Kutipan yang Diberikan >>
++++++++++

TEMPO.CO, Jakarta - Federasi Serikat Guru Indonesia atau FSGI menyampaikan hasil pemantauan mengenai aktivitas pembelajaran jarak jauh alias PJJ fase kedua di sekolah-sekolah menggunakan kurikulum khusus, yaitu kurikulum 2013 yang disederhanakan.
“Sekolah tidak memiliki keberanian melaksanakan kebijakan memilih kurikulum 13 yang disederhanakan”, ujar Sekretaris Jenderal FSGI Heru Purnomk dalam keterangan tertulis, Selasa 6 Oktober 2020.
FSGI menemukan mayoritas sekolah masih melaksanakan PJJ, meski dalam perkembangannya telah terjadi buka tutup sekolah di sejumlah daerah. Hal tersebut terjadi karena adanya perubahan zona, yang semula zona hijau dan kuning kemudian berubah zona orange atau merah.
Dari hasil pemantauan FSGI, pelaksanaan pembelajaran di masa pandemi terbagi tiga, yaitu PJJ daring, gabungan PJJ daring dan luring dan Pembelajaran Tatap Muka (PTM). Sekolah di zona hijau dan kuning seluruhnya menggunakan kurikulum 2013 meski jam belajar sudah diperpendek hanya 2 – 4 jam per hari.
Sedangkan sekolah di zona orange dan merah mayoritas juga menggunakan kurikulum 2013, bukan menggunakan kurikulum 2013 yang disederhanakan. Padahal pembelajaran lebih banyak searah tanpa interaksi. Kurikulum khusus juga belum dirasakan orangtua sebagai pendamping anak-anaknya belajar.
"Penugasan masih banyak dan isi seluruh buku teks pelajaran tidak ada yang dilewati semua dibahas dan ditugaskan," ujar Heru.
FSGI menemukan salah seorang kepala sekolah di Kabupaten Seluma, Bengkulu yang mengaku kebingungan dalam menerapkan kurikulum di sekolahnya. Heru mengatakan kepala sekolah tersebut bingung karena tidak ada petunjuk atau arahan apapun dari pihak Dinas Pendidikan Provinsi Bengkulu. "Sementara untuk membuat kurikulum mandiri, mereka tak mampu," ujarnya.
Kementerian Pendidikan dan Kebudayaan sebelumnya menerbitkan Keputusan Menteri Pendidikan dan Kebudayaan Republik Indonesia Nomor 719/P/2020 tentang Pedoman Pelaksanaan Kurikulum pada Satuan Pendidikan dalam Kondisi Khusus. Satuan pendidikan dalam kondisi khusus dapat menggunakan kurikulum yang sesuai dengan kebutuhan pembelajaran peserta didik.
“Kurikulum pada satuan pendidikan dalam kondisi khusus memberikan fleksibilitas bagi sekolah untuk memilih kurikulum yang sesuai dengan kebutuhan pembelajaran siswa,” kata Menteri Pendidikan dan Kebudayaan Nadiem Makarim, Jumat, 7 Agustus 2020.
Pelaksanaan kurikulum pada kondisi khusus bertujuan untuk memberikan fleksibilitas bagi satuan pendidikan untuk menentukan kurikulum yang sesuai dengan kebutuhan pembelajaran peserta didik. Satuan pendidikan pada kondisi khusus dalam pelaksanaan pembelajaran dapat tetap mengacu pada Kurikulum Nasional; menggunakan kurikulum darurat; atau melakukan penyederhanaan kurikulum secara mandiri. “Semua jenjang pendidikan pada kondisi khusus dapat memilih dari tiga opsi kurikulum tersebut,” kata Nadiem.

++++++++++

Daftar yang Ditampilkan >>
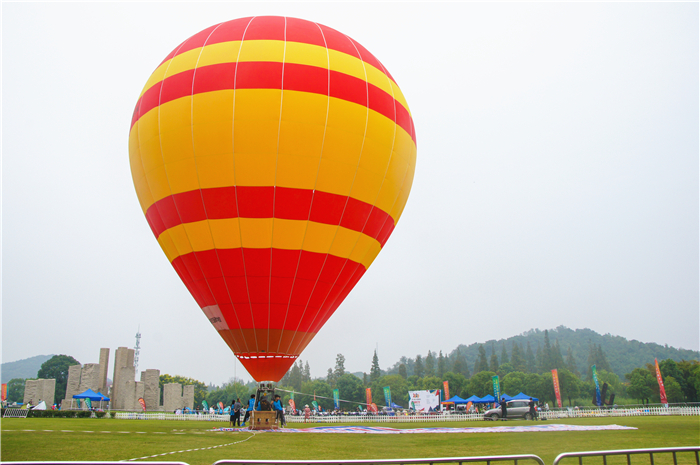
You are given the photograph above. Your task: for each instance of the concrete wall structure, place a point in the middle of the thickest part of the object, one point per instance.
(123, 371)
(73, 386)
(151, 393)
(36, 390)
(102, 378)
(175, 397)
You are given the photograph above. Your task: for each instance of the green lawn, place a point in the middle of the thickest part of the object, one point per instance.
(86, 439)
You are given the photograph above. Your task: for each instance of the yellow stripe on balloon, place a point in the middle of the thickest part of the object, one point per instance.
(258, 233)
(334, 158)
(274, 50)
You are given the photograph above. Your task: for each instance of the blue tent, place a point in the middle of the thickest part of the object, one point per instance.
(90, 394)
(522, 396)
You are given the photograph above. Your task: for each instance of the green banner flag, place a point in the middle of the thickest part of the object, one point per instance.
(496, 388)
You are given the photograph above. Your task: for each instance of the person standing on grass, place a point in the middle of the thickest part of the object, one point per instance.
(251, 406)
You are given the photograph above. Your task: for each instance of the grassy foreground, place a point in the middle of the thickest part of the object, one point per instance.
(36, 439)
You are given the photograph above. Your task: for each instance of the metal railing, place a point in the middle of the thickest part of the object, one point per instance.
(692, 410)
(458, 460)
(629, 452)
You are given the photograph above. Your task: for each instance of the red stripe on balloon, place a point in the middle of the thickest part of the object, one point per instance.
(268, 75)
(269, 202)
(274, 28)
(301, 289)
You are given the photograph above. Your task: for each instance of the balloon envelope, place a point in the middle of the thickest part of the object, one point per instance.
(272, 158)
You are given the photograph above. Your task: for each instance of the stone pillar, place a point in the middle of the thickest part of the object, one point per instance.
(30, 391)
(123, 371)
(172, 397)
(89, 377)
(151, 389)
(102, 380)
(73, 386)
(47, 391)
(188, 396)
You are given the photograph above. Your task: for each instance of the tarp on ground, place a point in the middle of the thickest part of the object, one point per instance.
(90, 394)
(522, 396)
(454, 400)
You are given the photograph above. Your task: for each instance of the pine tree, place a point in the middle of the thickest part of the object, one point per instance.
(430, 364)
(493, 362)
(307, 372)
(504, 354)
(530, 360)
(557, 359)
(442, 363)
(418, 368)
(339, 366)
(375, 373)
(482, 364)
(402, 371)
(516, 359)
(571, 362)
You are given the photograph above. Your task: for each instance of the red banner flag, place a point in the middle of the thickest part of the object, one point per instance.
(662, 390)
(555, 380)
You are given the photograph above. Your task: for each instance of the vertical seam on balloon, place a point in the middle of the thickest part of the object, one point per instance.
(204, 206)
(359, 159)
(391, 151)
(274, 190)
(160, 145)
(233, 137)
(313, 194)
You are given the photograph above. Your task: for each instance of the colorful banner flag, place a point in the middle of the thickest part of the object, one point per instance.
(555, 380)
(598, 402)
(387, 396)
(662, 390)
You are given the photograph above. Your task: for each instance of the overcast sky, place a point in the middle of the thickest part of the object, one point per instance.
(556, 181)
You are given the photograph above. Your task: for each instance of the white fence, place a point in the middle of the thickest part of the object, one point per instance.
(438, 418)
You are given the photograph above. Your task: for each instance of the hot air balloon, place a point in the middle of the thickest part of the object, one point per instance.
(272, 158)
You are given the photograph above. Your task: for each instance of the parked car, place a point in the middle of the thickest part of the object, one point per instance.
(516, 409)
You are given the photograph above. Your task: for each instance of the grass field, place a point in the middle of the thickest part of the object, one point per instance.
(35, 439)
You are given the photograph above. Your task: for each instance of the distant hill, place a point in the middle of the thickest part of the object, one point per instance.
(27, 368)
(622, 354)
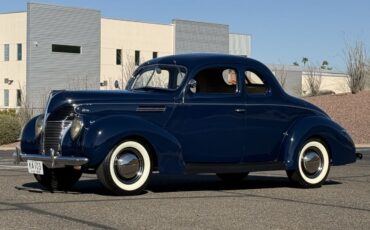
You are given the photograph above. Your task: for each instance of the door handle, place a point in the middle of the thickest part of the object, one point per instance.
(240, 110)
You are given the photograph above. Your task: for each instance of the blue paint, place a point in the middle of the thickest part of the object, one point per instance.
(183, 128)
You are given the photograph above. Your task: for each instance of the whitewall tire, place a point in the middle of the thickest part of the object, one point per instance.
(313, 165)
(127, 168)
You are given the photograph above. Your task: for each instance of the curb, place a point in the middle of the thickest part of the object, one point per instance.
(7, 148)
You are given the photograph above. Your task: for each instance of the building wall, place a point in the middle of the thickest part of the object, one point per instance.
(12, 31)
(240, 44)
(130, 36)
(330, 82)
(193, 37)
(47, 70)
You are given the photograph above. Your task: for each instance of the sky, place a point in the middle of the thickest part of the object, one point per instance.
(283, 31)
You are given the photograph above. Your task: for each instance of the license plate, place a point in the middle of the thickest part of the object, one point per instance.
(35, 167)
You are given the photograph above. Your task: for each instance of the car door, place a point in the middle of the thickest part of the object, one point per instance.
(212, 118)
(266, 118)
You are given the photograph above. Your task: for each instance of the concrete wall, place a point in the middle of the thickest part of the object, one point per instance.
(240, 44)
(47, 70)
(334, 82)
(13, 31)
(193, 36)
(130, 36)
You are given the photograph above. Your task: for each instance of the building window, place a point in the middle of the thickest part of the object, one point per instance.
(66, 49)
(6, 97)
(19, 51)
(6, 52)
(137, 57)
(19, 97)
(118, 57)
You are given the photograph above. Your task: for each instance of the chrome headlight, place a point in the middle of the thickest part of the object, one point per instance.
(39, 126)
(76, 128)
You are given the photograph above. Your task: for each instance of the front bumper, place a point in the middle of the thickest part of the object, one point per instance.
(51, 161)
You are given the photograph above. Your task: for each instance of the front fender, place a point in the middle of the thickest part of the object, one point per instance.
(103, 134)
(339, 143)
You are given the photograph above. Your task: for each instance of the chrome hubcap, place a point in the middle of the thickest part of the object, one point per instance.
(128, 166)
(312, 162)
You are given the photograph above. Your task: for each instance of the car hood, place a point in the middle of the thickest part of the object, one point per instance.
(58, 99)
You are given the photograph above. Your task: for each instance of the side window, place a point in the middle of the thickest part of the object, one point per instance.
(216, 80)
(154, 78)
(255, 85)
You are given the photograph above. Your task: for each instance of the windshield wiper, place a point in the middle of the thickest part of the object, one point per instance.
(151, 88)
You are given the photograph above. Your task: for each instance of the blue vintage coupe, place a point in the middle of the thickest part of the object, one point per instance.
(191, 113)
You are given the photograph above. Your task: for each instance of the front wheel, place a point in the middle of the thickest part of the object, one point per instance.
(61, 179)
(313, 165)
(127, 168)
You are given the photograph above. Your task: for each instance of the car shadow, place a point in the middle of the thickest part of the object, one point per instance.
(178, 183)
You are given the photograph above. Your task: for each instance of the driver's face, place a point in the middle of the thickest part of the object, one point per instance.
(232, 77)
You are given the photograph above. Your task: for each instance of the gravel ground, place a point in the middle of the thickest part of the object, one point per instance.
(352, 111)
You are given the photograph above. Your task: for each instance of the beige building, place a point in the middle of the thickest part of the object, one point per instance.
(295, 80)
(12, 58)
(120, 54)
(52, 47)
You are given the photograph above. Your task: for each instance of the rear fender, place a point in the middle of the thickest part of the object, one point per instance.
(339, 143)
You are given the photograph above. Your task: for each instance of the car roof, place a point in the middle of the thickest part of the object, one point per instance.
(195, 59)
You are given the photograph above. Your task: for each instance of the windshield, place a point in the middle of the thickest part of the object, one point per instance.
(164, 77)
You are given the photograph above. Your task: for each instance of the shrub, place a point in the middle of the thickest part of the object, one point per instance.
(11, 112)
(10, 128)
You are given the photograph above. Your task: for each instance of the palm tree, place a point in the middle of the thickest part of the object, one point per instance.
(304, 60)
(324, 64)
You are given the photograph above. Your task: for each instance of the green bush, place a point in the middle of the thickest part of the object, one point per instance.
(10, 112)
(10, 128)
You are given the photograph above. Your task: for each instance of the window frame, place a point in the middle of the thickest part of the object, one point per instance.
(118, 56)
(19, 97)
(6, 98)
(137, 57)
(66, 49)
(265, 84)
(6, 52)
(216, 95)
(19, 52)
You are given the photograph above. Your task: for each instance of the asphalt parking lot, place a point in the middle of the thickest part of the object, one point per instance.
(264, 200)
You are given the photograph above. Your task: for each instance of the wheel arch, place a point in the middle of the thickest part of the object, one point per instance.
(104, 134)
(339, 145)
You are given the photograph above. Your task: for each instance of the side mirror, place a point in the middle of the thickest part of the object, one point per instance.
(158, 70)
(116, 84)
(192, 86)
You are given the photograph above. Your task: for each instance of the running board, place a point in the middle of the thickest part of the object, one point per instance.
(193, 168)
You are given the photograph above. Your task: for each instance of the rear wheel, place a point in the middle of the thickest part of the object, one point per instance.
(127, 168)
(232, 177)
(61, 179)
(313, 165)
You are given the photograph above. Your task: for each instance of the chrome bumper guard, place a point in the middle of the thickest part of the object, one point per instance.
(51, 161)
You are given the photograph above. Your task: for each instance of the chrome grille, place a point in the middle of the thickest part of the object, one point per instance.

++++++++++

Rumusan Soal >>
Tuliskan ulang kata demi kata bagian berita tentang pemantauan FSGI, dari "Dari hasil pemantauan" sampai "pendamping anak-anaknya belajar.".

Jawaban Tugas >>
Dari hasil pemantauan FSGI, pelaksanaan pembelajaran di masa pandemi terbagi tiga, yaitu PJJ daring, gabungan PJJ daring dan luring dan Pembelajaran Tatap Muka (PTM). Sekolah di zona hijau dan kuning seluruhnya menggunakan kurikulum 2013 meski jam belajar sudah diperpendek hanya 2 – 4 jam per hari.
Sedangkan sekolah di zona orange dan merah mayoritas juga menggunakan kurikulum 2013, bukan menggunakan kurikulum 2013 yang disederhanakan. Padahal pembelajaran lebih banyak searah tanpa interaksi. Kurikulum khusus juga belum dirasakan orangtua sebagai pendamping anak-anaknya belajar.